=== Supplied records ===

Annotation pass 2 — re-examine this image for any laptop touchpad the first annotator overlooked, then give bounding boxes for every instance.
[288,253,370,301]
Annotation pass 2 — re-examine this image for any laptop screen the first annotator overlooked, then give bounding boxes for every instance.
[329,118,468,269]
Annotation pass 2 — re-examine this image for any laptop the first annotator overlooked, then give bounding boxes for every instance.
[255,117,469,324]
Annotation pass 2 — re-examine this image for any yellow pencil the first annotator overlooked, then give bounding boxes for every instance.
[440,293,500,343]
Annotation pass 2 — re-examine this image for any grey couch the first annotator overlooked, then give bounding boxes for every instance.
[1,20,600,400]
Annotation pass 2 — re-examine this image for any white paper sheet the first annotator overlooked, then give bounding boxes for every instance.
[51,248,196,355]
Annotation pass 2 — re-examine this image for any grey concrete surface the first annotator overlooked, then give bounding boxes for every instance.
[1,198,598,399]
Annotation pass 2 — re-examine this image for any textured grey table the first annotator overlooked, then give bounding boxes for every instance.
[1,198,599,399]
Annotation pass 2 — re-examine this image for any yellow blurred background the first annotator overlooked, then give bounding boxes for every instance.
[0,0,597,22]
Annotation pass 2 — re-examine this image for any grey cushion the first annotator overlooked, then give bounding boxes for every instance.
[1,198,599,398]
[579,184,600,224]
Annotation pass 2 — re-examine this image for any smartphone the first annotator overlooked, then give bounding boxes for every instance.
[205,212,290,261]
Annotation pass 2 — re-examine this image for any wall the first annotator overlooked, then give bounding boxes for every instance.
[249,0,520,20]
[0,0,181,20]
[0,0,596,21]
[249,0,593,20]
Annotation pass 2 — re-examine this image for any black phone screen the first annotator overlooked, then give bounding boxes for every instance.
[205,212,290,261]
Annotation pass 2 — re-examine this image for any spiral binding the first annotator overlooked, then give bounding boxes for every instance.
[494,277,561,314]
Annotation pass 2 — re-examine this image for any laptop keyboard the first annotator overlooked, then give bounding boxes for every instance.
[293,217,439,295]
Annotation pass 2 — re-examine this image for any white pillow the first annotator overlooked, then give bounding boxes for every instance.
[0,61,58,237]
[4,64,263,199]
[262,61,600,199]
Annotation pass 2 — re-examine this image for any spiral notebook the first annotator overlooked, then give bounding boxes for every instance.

===

Task to complete: Write out the line containing "Annotation pass 2 — re-examine this image for any spiral binding" and every line after it through the end of the entries. Keep each one exactly as it is, and add nothing.

Your response:
Annotation pass 2 — re-examine this image for any spiral binding the first annotator overlooked, then give bounding boxes for every instance.
[494,277,561,314]
Annotation pass 2 — re-examine this image for any laptop keyboard the first annotator overlooked, then give bounding boxes for every instance.
[293,217,439,295]
Annotation pass 2 — re-examine this image for any white pillow the first annotator overlooked, then give bounding boxes for every instance.
[0,61,58,237]
[4,64,263,199]
[262,61,600,199]
Annotation pass 2 — re-examine this image for any spiral notebook the first annotator overlooked, then give bounding boxes for every instance.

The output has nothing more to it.